_DATA RECORDS_
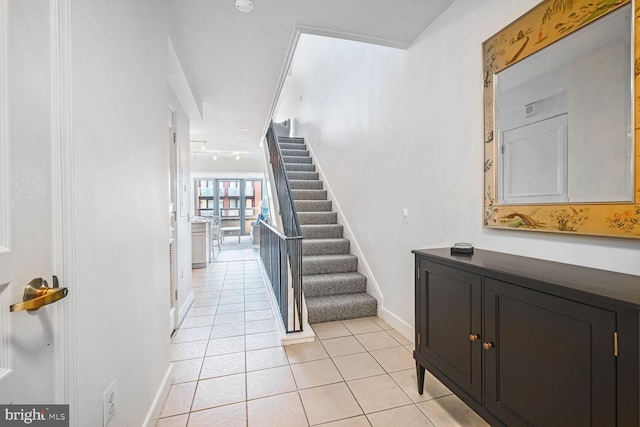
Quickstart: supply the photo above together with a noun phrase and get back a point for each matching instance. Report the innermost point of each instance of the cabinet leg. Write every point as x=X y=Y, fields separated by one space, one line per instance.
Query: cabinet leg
x=420 y=374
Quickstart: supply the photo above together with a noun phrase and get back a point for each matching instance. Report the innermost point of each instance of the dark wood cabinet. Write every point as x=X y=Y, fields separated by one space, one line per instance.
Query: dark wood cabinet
x=527 y=342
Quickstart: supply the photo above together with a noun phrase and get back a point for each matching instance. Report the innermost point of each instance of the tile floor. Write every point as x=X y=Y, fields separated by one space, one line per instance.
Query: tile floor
x=230 y=369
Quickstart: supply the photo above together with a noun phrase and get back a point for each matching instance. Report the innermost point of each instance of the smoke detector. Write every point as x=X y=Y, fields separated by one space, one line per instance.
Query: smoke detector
x=244 y=5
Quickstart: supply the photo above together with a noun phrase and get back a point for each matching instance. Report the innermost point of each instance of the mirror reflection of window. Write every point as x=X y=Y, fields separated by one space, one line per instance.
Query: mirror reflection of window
x=585 y=77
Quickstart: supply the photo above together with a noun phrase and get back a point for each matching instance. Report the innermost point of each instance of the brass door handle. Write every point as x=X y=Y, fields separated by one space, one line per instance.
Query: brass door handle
x=37 y=293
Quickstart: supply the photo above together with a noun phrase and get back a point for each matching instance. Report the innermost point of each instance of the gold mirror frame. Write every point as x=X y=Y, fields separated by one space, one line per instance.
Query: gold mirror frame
x=601 y=219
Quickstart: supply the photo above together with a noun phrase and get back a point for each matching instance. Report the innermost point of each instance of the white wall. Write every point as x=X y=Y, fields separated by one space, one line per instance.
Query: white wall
x=394 y=129
x=119 y=103
x=183 y=225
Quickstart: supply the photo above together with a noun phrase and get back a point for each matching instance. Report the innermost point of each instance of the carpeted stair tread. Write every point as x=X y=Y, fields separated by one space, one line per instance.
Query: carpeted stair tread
x=325 y=246
x=309 y=218
x=325 y=264
x=333 y=288
x=292 y=146
x=334 y=284
x=296 y=159
x=341 y=307
x=299 y=167
x=309 y=194
x=313 y=205
x=305 y=184
x=321 y=231
x=303 y=175
x=290 y=140
x=293 y=153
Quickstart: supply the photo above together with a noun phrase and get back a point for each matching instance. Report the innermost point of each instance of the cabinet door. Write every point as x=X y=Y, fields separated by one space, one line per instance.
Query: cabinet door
x=552 y=360
x=450 y=302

_EXERCISE PROMPT_
All of the material above is to be retyped exactly, with no pictures included.

_ANSWER AREA_
Quickstart: supply the photo above together with a noun phrase and get back a point for each matching instance. Report the innermost point of each instance of the cabinet leg. Write every point as x=X y=Y, fields separated by one space, one line per instance.
Query: cabinet leg
x=420 y=374
Quickstart: supply the photo above together with a noun phrase and get back a point for each matching instance. Report the innermost point of each instance of the dark wood cabinet. Write every point as x=X y=Y, fields separated by one space, one line per instance.
Query: dark wood cabinet
x=527 y=342
Quickstart: supply the photo above together with a noun phrase and get back a point for each matching instance. Report the innermost point of each instance of the tile floor. Write every point as x=X y=Y, fields separated by one space, one line per instance.
Query: tile floor
x=230 y=369
Quickstart: supply the photo above together with a noun phrase and get back a point for each matching instance. Report the innermost point of each instance of the smoke detector. Write every point as x=X y=Y, fields separated by one space, one line per instance.
Query: smoke detector
x=244 y=5
Quickstart: supply the photo above together with a noun phrase and get back a point for each matching instance. Report the innermost point of each instance of the mirror reflection of window. Write every point as x=X y=Y, fields separated by one space, one line per instance.
Query: mirror reflection of window
x=585 y=77
Quickstart: supply the photo above together with a noun phrase and get back a point for each matching instance. Report the innermost point of each instance of the brass door handle. Write every point as x=X y=Y, fields separated by one space, one line per instance.
Query: brass door handle
x=37 y=293
Quickstart: supply the photo above together with a noun phrase and get back a point for each matching instance. Report the innermost point of each instance of the gold mirror frame. Write every point as x=X y=Y, fields separated by one space, one line per instance.
Query: gold mirror frame
x=601 y=219
Quickstart: supply the photo above together with a noun phrase and get back a point for each matching instance. Report the innermost point of each instance of the white wall. Write every point as x=X y=Y, fields separated by one space, one line per instance.
Query: white wall
x=394 y=129
x=119 y=103
x=183 y=225
Quickstart: supply the photo above together with a noun phrase and get back a point for each matching instance. Report the innermost point of each instance of the carpeted stair tread. Write every point as x=X y=Y, fields separated by one space, one line per instance.
Query: carpeted stair tread
x=325 y=246
x=309 y=218
x=325 y=264
x=333 y=288
x=292 y=146
x=334 y=284
x=296 y=159
x=341 y=307
x=299 y=167
x=309 y=194
x=313 y=205
x=305 y=184
x=321 y=231
x=303 y=175
x=290 y=140
x=293 y=153
Quickstart: supply the photo above together with a noun phrase and get back a point for each matching instance. Report the innermost point of each instance of the cabinet door. Write every point as x=X y=Y, fields separated by one space, one line per instance.
Query: cabinet door
x=552 y=360
x=450 y=302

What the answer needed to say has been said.